··· ТЕКСТ ДЛЯ ЧТЕНИЯ

30 окт. 1941 г. Опять от вас давно уже нет писем. Последнюю открытку получил 3 окт. Я пока жив и здоров. Ждем все праздника. Может быть он принесет что-либо радостное, хотя бы в смысле еды. Тревоги стали реже, но усилился обстрел, что не менее опасно.

Сейчас у меня сидит Нина (племянница). Мы с ней немножко поели. Суп из звездочек, которые остались после вас и кисель. Кисель я варил из какао без сахару.

У нас наступила зима, выпало порядочно снегу. Сейчас потеплело, на улицах скользко, вероятно снег растает… У нас в школах начинаются занятия с 3 ноября, об этом была статья в Лен. Правде. В институте занятия продолжаются, но студентов ходит мало. Нина находит, что я сильно похудел, да я и сам чувствую. В квартире и доме всё пока благополучно и так тихо-тихо, ни примус не зашипит, ни радио не говорит. За окном нет-нет да и рухнет. У нас стало рано темнеть, уже в пять часов наступают сумерки. Вечера такие длинные, длинные и все сидишь один. На праздники, вероятно, будем работать на каком-нибудь воскреснике. В воскресенье 2-го тоже будет воскресник, будем работать в школе. На ноябрь нам предлагают желающим сдать все карточки в столовую и там получать пищу три раза в день. Я пока решил не сдавать. Надо ездить в институт к 8 часам, а домой возвращаться после 6 ч. Посмотрю, что будет дальше.

······
··· ПОКАЗАННЫЕ СТРОКИ

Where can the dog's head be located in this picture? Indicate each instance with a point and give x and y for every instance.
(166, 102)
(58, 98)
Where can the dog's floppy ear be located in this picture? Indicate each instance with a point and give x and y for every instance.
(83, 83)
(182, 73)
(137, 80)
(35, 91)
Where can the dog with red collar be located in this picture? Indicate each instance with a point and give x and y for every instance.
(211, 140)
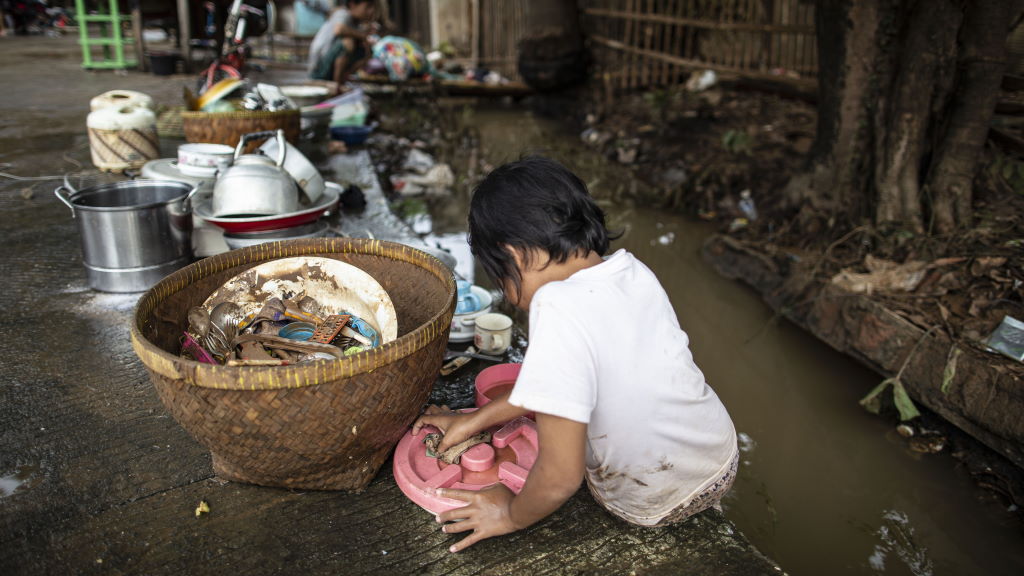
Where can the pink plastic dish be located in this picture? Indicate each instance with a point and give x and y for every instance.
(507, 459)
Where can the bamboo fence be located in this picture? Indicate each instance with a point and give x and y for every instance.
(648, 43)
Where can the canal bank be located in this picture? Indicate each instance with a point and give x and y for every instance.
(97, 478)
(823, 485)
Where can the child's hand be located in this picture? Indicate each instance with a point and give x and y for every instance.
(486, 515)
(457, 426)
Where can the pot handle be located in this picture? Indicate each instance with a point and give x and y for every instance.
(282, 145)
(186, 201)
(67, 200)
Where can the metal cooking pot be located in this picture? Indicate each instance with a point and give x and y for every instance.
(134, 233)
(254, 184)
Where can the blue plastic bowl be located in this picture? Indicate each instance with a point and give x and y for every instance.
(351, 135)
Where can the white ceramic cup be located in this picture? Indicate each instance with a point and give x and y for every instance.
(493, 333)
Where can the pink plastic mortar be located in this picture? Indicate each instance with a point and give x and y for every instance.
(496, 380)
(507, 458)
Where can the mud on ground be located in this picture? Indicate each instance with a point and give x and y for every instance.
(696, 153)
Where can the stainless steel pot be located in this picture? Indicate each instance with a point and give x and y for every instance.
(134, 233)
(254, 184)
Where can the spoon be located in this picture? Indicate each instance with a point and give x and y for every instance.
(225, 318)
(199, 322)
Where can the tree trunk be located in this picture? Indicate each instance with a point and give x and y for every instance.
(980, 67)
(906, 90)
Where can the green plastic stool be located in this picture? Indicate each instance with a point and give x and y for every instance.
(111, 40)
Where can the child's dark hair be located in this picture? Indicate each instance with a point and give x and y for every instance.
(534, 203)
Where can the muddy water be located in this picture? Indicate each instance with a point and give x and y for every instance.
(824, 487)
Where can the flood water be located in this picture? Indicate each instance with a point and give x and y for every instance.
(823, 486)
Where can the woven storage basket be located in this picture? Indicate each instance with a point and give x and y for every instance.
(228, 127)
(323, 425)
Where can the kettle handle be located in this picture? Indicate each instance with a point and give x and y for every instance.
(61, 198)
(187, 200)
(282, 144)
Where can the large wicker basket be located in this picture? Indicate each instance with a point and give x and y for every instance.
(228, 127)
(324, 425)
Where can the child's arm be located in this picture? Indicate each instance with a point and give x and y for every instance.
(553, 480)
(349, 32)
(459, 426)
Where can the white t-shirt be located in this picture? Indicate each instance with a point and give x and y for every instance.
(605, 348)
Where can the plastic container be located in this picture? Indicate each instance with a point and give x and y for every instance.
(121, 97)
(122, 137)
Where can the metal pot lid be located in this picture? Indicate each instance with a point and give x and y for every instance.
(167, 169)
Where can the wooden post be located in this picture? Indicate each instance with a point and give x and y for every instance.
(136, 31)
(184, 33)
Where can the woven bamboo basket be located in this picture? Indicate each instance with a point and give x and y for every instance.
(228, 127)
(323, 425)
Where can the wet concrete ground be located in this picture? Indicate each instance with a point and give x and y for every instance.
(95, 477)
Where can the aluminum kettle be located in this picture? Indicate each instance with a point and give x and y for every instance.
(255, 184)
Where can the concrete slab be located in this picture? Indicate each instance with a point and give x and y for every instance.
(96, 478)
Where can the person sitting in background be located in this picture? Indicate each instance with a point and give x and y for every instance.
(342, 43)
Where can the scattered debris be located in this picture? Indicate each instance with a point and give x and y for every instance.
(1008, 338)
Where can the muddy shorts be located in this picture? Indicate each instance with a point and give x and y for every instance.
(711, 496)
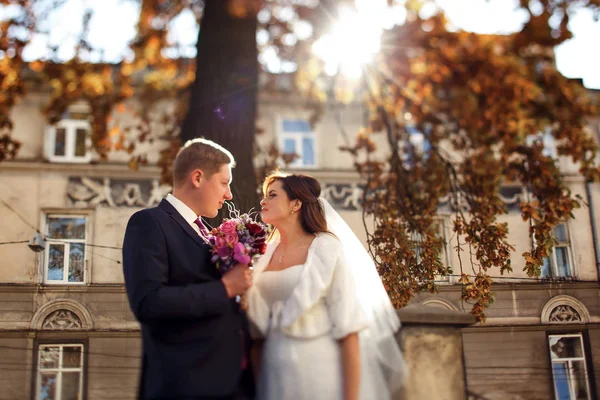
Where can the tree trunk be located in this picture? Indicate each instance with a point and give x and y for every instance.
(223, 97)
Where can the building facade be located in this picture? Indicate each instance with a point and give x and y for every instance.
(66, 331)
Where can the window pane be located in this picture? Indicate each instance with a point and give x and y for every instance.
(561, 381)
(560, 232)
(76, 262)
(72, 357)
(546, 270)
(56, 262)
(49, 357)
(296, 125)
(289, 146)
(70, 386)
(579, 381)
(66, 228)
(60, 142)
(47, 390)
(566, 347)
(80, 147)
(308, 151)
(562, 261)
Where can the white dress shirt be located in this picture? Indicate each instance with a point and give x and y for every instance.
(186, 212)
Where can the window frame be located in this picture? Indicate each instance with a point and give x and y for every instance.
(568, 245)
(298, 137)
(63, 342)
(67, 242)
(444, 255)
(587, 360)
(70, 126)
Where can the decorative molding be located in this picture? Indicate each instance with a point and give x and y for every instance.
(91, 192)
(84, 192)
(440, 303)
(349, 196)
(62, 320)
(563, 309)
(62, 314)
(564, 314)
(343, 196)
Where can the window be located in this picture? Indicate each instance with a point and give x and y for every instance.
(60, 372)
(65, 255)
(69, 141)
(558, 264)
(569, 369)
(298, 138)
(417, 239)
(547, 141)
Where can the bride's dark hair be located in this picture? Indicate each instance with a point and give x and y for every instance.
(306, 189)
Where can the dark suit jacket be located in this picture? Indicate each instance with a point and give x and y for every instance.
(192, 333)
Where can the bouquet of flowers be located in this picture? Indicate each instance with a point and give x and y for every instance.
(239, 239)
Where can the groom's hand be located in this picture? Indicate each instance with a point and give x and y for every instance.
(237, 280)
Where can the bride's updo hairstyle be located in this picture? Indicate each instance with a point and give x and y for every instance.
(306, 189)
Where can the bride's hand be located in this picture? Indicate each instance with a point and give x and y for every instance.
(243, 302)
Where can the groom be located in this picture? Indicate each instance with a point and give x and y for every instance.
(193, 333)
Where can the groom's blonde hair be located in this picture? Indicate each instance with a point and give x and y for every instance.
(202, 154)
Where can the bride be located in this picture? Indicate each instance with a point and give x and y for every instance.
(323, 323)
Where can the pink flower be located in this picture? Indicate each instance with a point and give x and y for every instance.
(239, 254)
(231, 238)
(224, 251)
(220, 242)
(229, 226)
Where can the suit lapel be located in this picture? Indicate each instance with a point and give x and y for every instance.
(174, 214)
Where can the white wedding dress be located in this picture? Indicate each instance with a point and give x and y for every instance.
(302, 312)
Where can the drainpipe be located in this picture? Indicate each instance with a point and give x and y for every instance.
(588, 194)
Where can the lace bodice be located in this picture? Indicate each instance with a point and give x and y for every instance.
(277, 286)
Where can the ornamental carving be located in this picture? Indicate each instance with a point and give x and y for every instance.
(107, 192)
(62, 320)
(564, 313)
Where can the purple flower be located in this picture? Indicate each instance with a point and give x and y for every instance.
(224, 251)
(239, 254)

······

> **ЦЕЛИ**:
• A. Воспроизведите фрагмент письма между «Сейчас у меня» и «какао без сахару.» включительно.
• B. С какого числа, согласно письму, в школах начинаются занятия?

> **ИТОГОВЫЕ ОТВЕТЫ**:
• A.
Сейчас у меня сидит Нина (племянница). Мы с ней немножко поели. Суп из звездочек, которые остались после вас и кисель. Кисель я варил из какао без сахару.

• B. С 3 ноября.